[FRAGMENTO PROPORCIONADO]

Miguel Sebastián afirma que los ingresos y los gastos se pueden maquillar, pero el stock de deuda pública no; es, dice, como la prueba del algodón, que no engaña. ¡Qué ingenuidad! Son muchas las maneras de maquillar y ocultar el stock de deuda pública, la más sencilla mediante la creación o utilización de entidades públicas atípicas que se endeudan en lugar de una administración y con frecuencia con el aval o con la garantía de ella. No resulta demasiado difícil engañar a la Unión Europea de manera que estas cargas no computen como deuda pública.

Otro sistema puesto en circulación por Alemania, y copiado por otros países entre los que se encuentra el nuestro, es el que se conoce como “obras de abono total”. Las infraestructuras, lejos de pagarse según se van realizando por certificaciones mensuales, son financiadas por la empresa constructora y abonadas por el sector público al final de la obra o incluso algunos años después. Es evidente que se trata de un endeudamiento público, puesto que se le debe a la empresa adjudicataria, pero no figurará en las correspondientes estadísticas.

Existen aún otros sistemas más sofisticados de ocultar la deuda pública, como las autopistas con peaje en la sombra de Gallardón o los hospitales de Aguirre, por poner algunos ejemplos. En ambos casos, el sector privado realiza la inversión que piensa recuperar junto con los beneficios, año tras año, mediante los cánones o facturas que el sector público se ha comprometido a abonar en el respectivo contrato. Trascendiendo la forma jurídica y considerando exclusivamente la realidad económica, se trata de un endeudamiento público igual de cierto que si la Comunidad Autónoma hubiese construido directamente las carreteras o los hospitales, aunque al haberse seguido este procedimiento no figure en la cifra oficial de deuda pública. Algo similar se podría afirmar de muchas concesiones que en el fondo se configuran como la permuta de una inversión y su correspondiente endeudamiento por la cesión de una serie de ingresos futuros.

[/FRAGMENTO PROPORCIONADO]
[DATOS]

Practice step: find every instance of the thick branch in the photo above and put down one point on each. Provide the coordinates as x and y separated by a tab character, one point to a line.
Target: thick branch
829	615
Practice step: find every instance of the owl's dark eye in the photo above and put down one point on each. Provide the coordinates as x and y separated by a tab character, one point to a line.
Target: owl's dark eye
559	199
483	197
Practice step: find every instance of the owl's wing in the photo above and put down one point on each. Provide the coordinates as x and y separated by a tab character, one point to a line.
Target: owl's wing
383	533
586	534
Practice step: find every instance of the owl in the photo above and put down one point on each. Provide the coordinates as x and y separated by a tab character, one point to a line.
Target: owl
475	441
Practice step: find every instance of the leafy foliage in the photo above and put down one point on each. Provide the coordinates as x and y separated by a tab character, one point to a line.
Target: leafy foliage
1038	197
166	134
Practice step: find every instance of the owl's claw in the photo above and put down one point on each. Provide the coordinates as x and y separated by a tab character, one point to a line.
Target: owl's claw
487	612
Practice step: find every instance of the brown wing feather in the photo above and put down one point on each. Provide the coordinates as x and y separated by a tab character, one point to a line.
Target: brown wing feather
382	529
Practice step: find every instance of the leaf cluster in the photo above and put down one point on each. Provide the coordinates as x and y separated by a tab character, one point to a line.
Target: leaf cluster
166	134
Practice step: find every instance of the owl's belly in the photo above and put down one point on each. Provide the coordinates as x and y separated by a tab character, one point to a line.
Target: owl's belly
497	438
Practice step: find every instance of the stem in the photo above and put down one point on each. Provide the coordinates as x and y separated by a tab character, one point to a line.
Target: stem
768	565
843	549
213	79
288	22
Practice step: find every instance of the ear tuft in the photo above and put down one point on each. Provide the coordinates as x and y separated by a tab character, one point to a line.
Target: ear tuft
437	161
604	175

[/DATOS]

Reescribe en forma de lista el párrafo del fragmento que comienza con «Otro sistema puesto en circulación por Alemania» y conserva sus datos principales.

- Alemania puso en circulación un sistema conocido como «obras de abono total», que otros países, entre ellos el nuestro, han copiado.
- Con este sistema, las infraestructuras no se pagan mediante certificaciones mensuales a medida que se realizan.
- La empresa constructora las financia, y el sector público las abona al final de la obra o incluso algunos años después.
- Se trata de un endeudamiento público, porque se le debe a la empresa adjudicataria, pero no figura en las estadísticas correspondientes.